──────── 抜粋 ────────

バンドとあなたは都合のいい関係。そんなもんでいいと思う。

 2024年6月12日に“cherie”が1st EP『誰よりも幸せになれ、報われろアタシ』をリリースしました。彼らは、平均年齢20歳の4人組バンド。初となる全国流通盤は6曲入りEP。作詞作曲を手掛けるおざき れん (Vo/Gt) の等身大で紡ぎ出す恋や愛の歌は唯一無二。雰囲気のある世界観と耳馴染みのいい中性的なハイトーンヴォイスを引っ提げて全国デビュー!
 
 さて、今日のうたではそんな“cherie”のおざき れんによる歌詞エッセイを3週連続でお届け! 今回は第1弾です。初のEPはどのような作品なのか。自身の気づき、そして、今作を世に放つ今の想いを綴っていただきました。歌詞と併せて、エッセイを受け取ってください。



初めまして。cherie Vo/Gt おざき れんです。
6月12日にリリースされた1st EP『誰よりも幸せになれ、報われろアタシ』について、計3回連載していただけるとのことです。非常に嬉しい。ありがとうございます。

──────── 項目一覧 ────────

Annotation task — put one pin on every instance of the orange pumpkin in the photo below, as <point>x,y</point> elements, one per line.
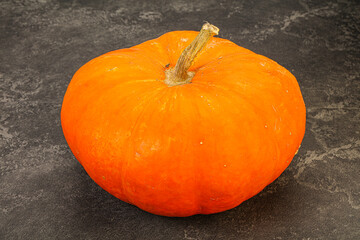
<point>198,135</point>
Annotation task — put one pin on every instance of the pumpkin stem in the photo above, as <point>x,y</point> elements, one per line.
<point>179,74</point>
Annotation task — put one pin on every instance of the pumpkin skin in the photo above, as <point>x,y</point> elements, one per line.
<point>197,148</point>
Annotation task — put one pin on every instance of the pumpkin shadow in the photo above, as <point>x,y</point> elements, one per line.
<point>98,214</point>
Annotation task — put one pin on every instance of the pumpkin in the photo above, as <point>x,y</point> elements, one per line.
<point>183,124</point>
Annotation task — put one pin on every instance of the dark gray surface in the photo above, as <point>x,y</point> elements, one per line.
<point>46,194</point>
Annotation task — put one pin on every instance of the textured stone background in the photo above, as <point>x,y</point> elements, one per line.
<point>46,194</point>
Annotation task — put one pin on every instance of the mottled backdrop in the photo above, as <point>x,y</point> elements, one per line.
<point>46,194</point>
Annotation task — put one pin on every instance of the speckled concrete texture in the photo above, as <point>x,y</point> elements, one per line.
<point>46,194</point>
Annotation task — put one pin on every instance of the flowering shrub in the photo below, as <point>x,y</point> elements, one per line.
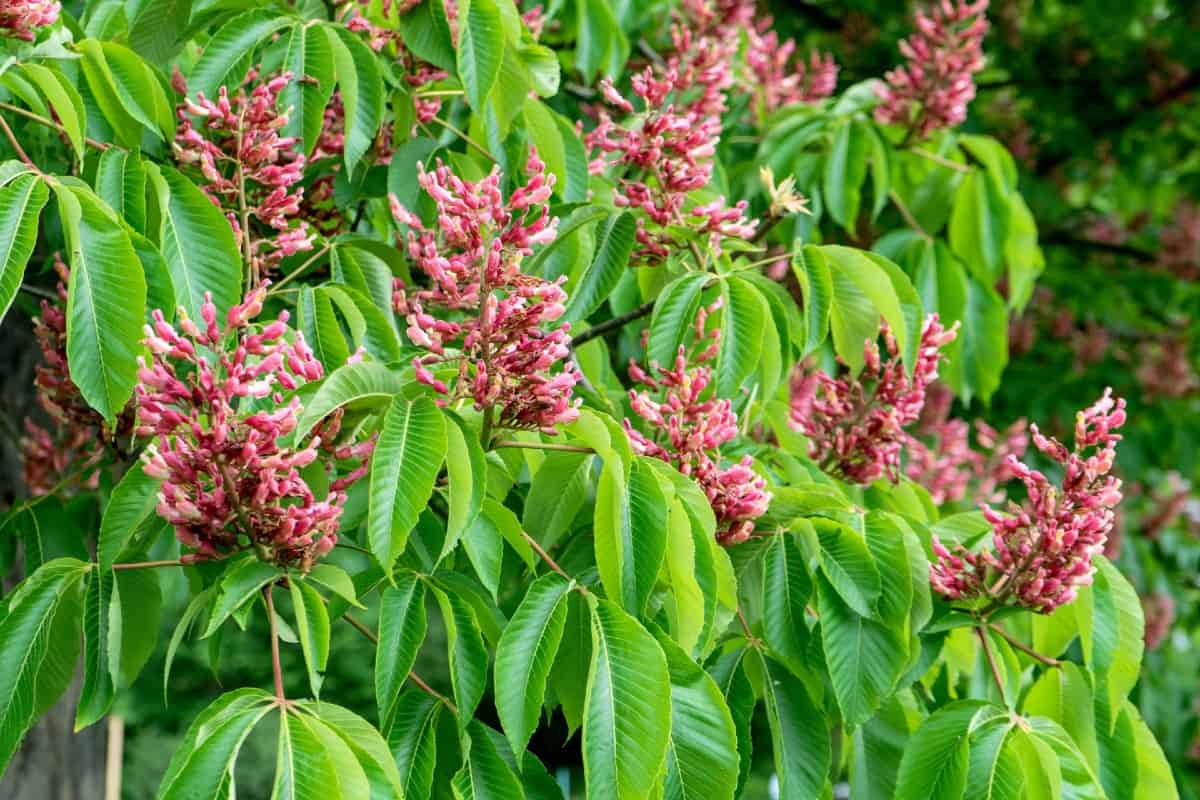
<point>666,361</point>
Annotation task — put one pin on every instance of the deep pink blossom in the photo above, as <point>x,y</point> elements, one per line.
<point>933,89</point>
<point>856,426</point>
<point>22,18</point>
<point>1042,551</point>
<point>497,334</point>
<point>235,144</point>
<point>214,397</point>
<point>690,423</point>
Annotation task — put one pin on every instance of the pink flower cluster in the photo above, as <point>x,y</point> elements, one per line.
<point>942,458</point>
<point>1042,552</point>
<point>670,144</point>
<point>856,426</point>
<point>77,441</point>
<point>22,18</point>
<point>942,55</point>
<point>237,145</point>
<point>214,397</point>
<point>473,260</point>
<point>690,425</point>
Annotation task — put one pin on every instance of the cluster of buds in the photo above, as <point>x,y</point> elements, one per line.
<point>1042,552</point>
<point>670,144</point>
<point>931,90</point>
<point>856,426</point>
<point>213,397</point>
<point>250,170</point>
<point>473,260</point>
<point>690,425</point>
<point>22,18</point>
<point>77,441</point>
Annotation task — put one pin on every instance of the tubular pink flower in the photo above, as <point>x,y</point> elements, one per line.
<point>933,89</point>
<point>473,260</point>
<point>22,18</point>
<point>214,398</point>
<point>690,425</point>
<point>1042,551</point>
<point>856,426</point>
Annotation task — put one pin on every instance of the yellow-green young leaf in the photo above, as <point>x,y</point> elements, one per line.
<point>363,91</point>
<point>702,758</point>
<point>630,533</point>
<point>29,648</point>
<point>466,651</point>
<point>525,654</point>
<point>197,242</point>
<point>203,761</point>
<point>798,733</point>
<point>1110,629</point>
<point>21,204</point>
<point>225,60</point>
<point>744,316</point>
<point>64,98</point>
<point>936,758</point>
<point>310,60</point>
<point>401,632</point>
<point>627,717</point>
<point>480,49</point>
<point>312,625</point>
<point>979,224</point>
<point>408,455</point>
<point>413,740</point>
<point>844,174</point>
<point>106,301</point>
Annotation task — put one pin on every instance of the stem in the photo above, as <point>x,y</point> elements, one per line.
<point>1024,648</point>
<point>991,662</point>
<point>49,124</point>
<point>299,270</point>
<point>16,145</point>
<point>275,645</point>
<point>540,445</point>
<point>612,324</point>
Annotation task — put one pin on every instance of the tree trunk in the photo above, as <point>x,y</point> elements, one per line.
<point>53,763</point>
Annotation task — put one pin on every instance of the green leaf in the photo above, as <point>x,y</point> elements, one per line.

────────

> _課題と演習_
**1)** cherieの記事の内容と合っているかどうかを、(a) EPは6曲入りである、(b) 歌詞エッセイは2週連続で掲載される、(c) 作詞作曲はおざき れんが手掛けている、の三つについて「はい」か「いいえ」で答え、決め手となる記事中の語句を正確に引用してください。
**2)** cherieの記事を、最後の文に続けて書き進めてください。
項目を参照する必要はありません。

> _各課題の解答_
**1)**
(a) はい。「初となる全国流通盤は6曲入りEP」
(b) いいえ。「3週連続でお届け」
(c) はい。「作詞作曲を手掛けるおざき れん (Vo/Gt)」

**2)**
まず今回はこのEPがどのような作品なのか、お話しようと思います。
 
1st EP。初の全国流通盤。ついに発売されました。
大事な曲たちがひとつに纏まってCDとして形になり、それが沢山の人の手に渡ると考えると本当に嬉しい。
 
この作品の中には僕なりのいろんな角度からの「幸せ」がいくつも散りばめられています。しかし、これは決して意図したことではなく、レコーディングも終え、最後EPのタイトルを決める頃、歌詞を見返して、その時初めて気づきました。
 
誰よりも幸せになれ
報われろアタシ
アタシはアンタのペットでもないし家政婦でもない
誰よりも不幸せで
報われないでいて
そして、あぁ、やっぱいいや、
話す価値もない
 
タイトルは5曲目の「貴方依存症」の一節から抜粋しました。
 
今作は、「こういう1枚を作ろう」という形から入ったものではなく、何かビジョンが特別あった訳でもなく、ただ曲たちをレコーディングして、それをCDにする。そうやって作品として完成させ、形として残したかった。言ってしまえば自己中心的な考えだったのですが、いざ出来上がって聴いてみるとそこには僕自身が伝えたいメッセージ性のようなものが自然と浮き上がってきていて、EPを通して伝えたいことはこれだったのか…結局誰かに何かを伝えたい、見つけてほしいんだなと。
そんな自分自身に驚いた反面、少し安心もした。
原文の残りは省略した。